EXERCISE AIM:
Write out, exactly as they appear, only the lines running from the line with "Target: utility pole" to the final line of the listing; include both.

DATA FOR THE TASK:
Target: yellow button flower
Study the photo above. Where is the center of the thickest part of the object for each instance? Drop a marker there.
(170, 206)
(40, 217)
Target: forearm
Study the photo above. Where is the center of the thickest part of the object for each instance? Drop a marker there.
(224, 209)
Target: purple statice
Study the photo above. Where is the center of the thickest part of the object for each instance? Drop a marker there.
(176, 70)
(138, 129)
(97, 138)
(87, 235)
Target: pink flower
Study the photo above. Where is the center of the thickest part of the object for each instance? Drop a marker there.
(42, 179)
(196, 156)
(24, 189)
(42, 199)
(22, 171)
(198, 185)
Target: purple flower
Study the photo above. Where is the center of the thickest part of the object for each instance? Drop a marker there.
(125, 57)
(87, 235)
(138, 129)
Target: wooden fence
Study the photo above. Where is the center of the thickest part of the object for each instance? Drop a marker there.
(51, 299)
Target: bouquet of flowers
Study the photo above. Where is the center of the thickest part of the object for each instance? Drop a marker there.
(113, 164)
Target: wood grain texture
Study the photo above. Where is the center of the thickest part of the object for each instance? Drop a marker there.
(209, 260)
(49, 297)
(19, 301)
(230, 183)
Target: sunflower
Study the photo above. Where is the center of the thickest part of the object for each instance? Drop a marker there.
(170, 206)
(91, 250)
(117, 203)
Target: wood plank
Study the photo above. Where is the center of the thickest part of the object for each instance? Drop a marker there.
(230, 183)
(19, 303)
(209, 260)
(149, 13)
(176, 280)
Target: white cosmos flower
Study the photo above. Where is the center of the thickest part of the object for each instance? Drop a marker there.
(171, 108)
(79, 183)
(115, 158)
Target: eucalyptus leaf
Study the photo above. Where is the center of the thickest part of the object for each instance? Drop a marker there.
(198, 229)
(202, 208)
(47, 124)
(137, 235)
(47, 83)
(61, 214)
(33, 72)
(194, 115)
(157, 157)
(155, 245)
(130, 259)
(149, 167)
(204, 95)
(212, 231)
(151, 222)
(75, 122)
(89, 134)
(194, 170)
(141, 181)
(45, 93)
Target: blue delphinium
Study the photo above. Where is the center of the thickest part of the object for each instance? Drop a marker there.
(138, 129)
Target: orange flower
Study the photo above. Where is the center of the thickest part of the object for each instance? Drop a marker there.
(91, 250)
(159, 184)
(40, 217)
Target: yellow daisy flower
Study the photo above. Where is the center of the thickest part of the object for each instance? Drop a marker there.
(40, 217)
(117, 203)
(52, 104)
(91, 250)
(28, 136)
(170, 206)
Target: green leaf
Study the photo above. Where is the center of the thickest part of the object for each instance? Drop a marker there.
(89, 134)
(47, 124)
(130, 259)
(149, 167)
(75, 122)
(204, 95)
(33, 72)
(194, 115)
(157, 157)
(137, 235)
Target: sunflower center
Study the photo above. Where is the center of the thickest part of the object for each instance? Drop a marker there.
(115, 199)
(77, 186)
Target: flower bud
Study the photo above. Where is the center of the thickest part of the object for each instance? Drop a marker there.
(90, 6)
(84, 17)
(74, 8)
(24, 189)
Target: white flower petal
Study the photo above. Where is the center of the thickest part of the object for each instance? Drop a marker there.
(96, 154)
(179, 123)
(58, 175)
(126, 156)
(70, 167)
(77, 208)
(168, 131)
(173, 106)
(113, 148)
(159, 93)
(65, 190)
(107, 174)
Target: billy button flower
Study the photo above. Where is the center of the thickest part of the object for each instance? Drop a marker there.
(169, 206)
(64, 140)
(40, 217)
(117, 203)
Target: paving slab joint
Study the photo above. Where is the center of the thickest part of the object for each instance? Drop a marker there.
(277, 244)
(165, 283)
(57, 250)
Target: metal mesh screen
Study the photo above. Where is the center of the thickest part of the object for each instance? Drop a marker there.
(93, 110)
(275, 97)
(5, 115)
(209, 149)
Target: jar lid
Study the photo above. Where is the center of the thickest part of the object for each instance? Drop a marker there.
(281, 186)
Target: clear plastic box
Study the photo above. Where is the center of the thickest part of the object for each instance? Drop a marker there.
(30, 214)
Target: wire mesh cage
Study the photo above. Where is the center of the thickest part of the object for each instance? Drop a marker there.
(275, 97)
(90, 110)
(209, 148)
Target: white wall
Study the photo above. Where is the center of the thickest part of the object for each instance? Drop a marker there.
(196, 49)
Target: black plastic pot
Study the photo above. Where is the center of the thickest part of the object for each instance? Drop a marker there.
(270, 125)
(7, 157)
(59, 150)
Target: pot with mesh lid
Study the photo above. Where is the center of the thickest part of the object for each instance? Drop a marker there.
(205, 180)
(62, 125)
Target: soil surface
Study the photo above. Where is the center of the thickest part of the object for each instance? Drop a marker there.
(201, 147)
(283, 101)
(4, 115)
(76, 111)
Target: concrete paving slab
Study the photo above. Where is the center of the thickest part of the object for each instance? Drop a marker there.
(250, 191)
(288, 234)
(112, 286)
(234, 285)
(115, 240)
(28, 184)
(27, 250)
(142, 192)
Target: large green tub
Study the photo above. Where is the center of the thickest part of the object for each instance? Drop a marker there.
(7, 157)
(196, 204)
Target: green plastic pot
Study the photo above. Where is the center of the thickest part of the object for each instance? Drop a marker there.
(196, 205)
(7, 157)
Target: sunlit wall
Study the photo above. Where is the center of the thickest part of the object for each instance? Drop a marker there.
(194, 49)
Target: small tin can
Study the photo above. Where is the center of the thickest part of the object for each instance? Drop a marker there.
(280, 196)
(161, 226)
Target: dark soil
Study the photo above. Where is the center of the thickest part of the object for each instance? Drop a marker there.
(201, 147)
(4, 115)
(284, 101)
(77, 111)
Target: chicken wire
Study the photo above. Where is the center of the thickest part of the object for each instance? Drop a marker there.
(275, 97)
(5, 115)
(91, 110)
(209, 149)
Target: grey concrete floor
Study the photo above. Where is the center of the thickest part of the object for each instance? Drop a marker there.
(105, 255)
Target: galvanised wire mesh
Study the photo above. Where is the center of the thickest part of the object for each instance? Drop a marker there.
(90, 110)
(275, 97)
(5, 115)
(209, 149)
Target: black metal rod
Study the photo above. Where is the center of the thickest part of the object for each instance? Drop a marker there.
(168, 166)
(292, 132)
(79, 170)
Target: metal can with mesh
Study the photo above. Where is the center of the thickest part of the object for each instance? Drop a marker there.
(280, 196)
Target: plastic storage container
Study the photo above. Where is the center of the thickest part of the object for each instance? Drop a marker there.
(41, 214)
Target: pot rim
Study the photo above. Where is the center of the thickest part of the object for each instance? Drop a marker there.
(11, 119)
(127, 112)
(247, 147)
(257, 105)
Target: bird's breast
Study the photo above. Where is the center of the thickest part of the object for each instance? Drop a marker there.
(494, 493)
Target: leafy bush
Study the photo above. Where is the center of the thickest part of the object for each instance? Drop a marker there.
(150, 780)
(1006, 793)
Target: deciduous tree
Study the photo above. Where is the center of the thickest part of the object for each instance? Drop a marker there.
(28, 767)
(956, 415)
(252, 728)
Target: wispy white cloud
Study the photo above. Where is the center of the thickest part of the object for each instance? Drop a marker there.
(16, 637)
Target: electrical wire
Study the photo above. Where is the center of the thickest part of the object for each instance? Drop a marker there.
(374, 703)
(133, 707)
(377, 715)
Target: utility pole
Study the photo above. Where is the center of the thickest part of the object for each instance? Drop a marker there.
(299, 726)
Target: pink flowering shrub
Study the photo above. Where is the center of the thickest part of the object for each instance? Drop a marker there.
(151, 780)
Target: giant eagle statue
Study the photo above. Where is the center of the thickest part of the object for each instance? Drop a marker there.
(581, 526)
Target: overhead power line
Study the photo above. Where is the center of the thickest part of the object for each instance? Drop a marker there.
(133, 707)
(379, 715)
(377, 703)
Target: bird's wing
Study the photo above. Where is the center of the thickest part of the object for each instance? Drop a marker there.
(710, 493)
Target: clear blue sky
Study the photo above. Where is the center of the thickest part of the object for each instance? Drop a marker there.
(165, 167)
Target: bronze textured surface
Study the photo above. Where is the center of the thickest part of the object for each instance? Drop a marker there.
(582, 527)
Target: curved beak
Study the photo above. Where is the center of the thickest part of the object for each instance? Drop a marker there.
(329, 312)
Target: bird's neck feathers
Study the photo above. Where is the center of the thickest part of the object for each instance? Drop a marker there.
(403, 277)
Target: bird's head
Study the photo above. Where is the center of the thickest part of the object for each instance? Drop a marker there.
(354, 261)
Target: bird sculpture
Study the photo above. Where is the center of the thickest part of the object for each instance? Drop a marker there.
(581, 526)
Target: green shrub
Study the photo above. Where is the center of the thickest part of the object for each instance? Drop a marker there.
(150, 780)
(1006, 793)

THE SOLUTION:
Target: utility pole
Study the photo above. Where is the center of the thickest part of the object for each instance? Drop a marker there.
(299, 726)
Target: pink flowering shrub
Study the photo above. Where is the center of the thickest part of the object for each instance? Drop a marker there.
(151, 780)
Target: giant eagle statue
Study the photo above. Where is the center of the thickest part of the object for each instance? Drop a marker there.
(581, 526)
Target: overhead power line
Study the photo above. Where is the center of the thickest part of the object for each instance? Drop a marker there.
(133, 707)
(379, 715)
(377, 703)
Target: bird's wing
Study the photo above. Where is the center of the thickest part of the object for each instance? Drop a marker there.
(710, 493)
Target: clear blue sky
Study the photo above. Where is the center of the thickest part of the object for each instance? Drop a marker there.
(165, 167)
Target: bronze textured surface
Study the photo above. Where is the center of the thickest part of the object for each instance? Drop a marker there.
(582, 527)
Target: curved beak
Study the photo above. Where is the center of the thickest part of the object for each instance? Drop a marker there.
(329, 312)
Target: bird's neck feathers
Study the photo above. Where is the center of the thickest part of the object for each instance? Drop a marker there.
(403, 277)
Target: bird's head
Study the photo above. Where is the center of the thickest part of the object for each instance? Drop a marker there.
(354, 261)
Target: bird sculpture
Study the photo above. Where is the center of the thickest part of the object for each instance? Drop a marker there.
(581, 526)
Target: green shrub
Study the photo above. Where is the center of the thickest part of the object for each instance? Drop a marker there.
(150, 780)
(1006, 793)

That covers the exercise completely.